[Opening Text passage section]
Here’s what you need to know about driving a truck when you’re sick

Illness

The COVID-19 crisis has placed enormous pressure on the trucking industry and members of the trucking community who are tasked with keeping the U.S. supply chain moving in the face of unprecedented challenges — and the arrival of cold and flu season amid a worsening global pandemic could spell trouble for truckers from both a safety standpoint and a legal standpoint.

In the U.S., cold season typically lasts from late August through April, while the flu typically peaks between December and February. This year, however, the worsening COVID-19 crisis combined with cold and flu season dramatically increases the chances that you might be asked to operate a CMV while you’re sick.

It’s well known that driving while you’re fatigued is dangerous and could come with serious legal ramifications. But many truck drivers aren’t as aware of the fact that driving while you are under the weather could also have disastrous consequences.

Many truckers who are under tight deadlines and pressure from their employers will attempt to drive while they’re sick. After all, most drivers don’t get paid if the wheels aren’t turning, and many trucking companies do not have sick leave policies in place. Some drivers develop an illness after they’ve already begun a cross-country run and find themselves with little choice but to push through it. Drivers are also pressured to keep driving by the knowledge that they’re essential workers on the front lines of the pandemic, many of whom are delivering essential supplies like food, medicine, and paper products to keep grocery stores stocked and hospitals supplied.

But the fact remains that when you get behind the wheel when you’re sick, your driving ability is compromised — one study even found that driving with a common cold is equivalent to throwing back four double whiskeys when it comes to impairment. The study found that cold sufferers had slower reaction times, operated more erratically, and braked suddenly more often than healthy drivers. Illness not only impacts brain function but can also cause watery eyes, sneezing, or coughing that can reduce your ability to pay attention to the road.

Not only is driving while sick dangerous, it is also not permitted by the Federal Motor Carrier Safety Administration (FMCSA) when it is likely to interfere with a person’s ability to drive a CMV safely.

Section § 392.3 of the Code of Federal Regulations states:

No driver shall operate a commercial motor vehicle, and a motor carrier shall not require or permit a  driver to  operate a commercial motor vehicle, while the  driver’s ability or alertness is so impaired, or so likely to become impaired, through fatigue, illness, or any other cause, as to make it unsafe for him/her to begin or continue to operate the  commercial motor vehicle. However, in a case of grave emergency where the hazard to occupants of the  commercial motor vehicle or other users of the  highway would be increased by compliance with this section, the driver may continue to operate the  commercial motor vehicle to the nearest place at which that hazard is removed.
[Closing Text passage section]
[Opening Provided material section]
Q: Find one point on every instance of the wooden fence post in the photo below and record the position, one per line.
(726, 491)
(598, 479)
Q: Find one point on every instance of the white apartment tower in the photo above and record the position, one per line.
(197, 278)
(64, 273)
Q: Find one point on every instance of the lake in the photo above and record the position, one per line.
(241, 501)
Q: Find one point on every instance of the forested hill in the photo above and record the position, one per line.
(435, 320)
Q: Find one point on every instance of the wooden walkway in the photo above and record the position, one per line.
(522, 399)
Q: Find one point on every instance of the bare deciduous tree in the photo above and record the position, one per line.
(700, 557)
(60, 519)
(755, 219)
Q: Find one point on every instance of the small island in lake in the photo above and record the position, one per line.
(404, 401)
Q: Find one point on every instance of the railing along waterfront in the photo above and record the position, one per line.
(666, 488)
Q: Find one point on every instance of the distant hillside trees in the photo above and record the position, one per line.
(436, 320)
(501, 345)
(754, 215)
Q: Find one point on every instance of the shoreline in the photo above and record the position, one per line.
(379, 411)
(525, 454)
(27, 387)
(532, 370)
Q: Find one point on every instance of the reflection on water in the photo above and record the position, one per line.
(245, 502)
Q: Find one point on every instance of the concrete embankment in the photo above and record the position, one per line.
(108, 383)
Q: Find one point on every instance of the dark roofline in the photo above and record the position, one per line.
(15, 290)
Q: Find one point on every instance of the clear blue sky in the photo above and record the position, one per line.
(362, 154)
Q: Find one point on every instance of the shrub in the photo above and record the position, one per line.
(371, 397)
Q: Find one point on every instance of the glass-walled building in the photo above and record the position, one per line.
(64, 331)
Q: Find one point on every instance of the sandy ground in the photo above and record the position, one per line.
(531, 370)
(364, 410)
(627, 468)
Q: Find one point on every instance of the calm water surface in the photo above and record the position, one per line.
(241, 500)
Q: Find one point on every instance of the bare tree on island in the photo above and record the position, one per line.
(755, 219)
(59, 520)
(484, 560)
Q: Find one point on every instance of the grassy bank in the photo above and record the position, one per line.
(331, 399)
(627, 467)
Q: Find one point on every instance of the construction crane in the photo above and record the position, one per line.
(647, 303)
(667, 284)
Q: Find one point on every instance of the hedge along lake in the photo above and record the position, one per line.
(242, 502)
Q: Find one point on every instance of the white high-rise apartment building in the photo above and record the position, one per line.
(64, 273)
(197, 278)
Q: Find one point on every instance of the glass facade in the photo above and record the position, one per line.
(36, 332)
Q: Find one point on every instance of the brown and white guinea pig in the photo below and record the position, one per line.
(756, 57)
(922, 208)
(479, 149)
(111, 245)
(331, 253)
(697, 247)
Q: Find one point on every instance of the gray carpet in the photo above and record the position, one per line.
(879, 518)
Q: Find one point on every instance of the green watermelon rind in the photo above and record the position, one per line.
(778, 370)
[Closing Provided material section]
Questions:
a) According to the article on driving a truck while sick, when does the flu typically peak in the U.S.?
b) Using the article on driving a truck while sick, explain why many truckers keep driving even when they are ill.
c) Copy out everything in the article on driving a truck while sick from "Section § 392.3" down to "hazard is removed.".

Replies:
a) Between December and February.

b) Most drivers don't get paid if the wheels aren't turning, and many trucking companies have no sick leave policies. Some drivers fall ill after a cross-country run has already begun and have little choice but to push through. Drivers also feel pressure as essential workers delivering supplies such as food, medicine, and paper products during the pandemic.

c)
Section § 392.3 of the Code of Federal Regulations states:

No driver shall operate a commercial motor vehicle, and a motor carrier shall not require or permit a  driver to  operate a commercial motor vehicle, while the  driver’s ability or alertness is so impaired, or so likely to become impaired, through fatigue, illness, or any other cause, as to make it unsafe for him/her to begin or continue to operate the  commercial motor vehicle. However, in a case of grave emergency where the hazard to occupants of the  commercial motor vehicle or other users of the  highway would be increased by compliance with this section, the driver may continue to operate the  commercial motor vehicle to the nearest place at which that hazard is removed.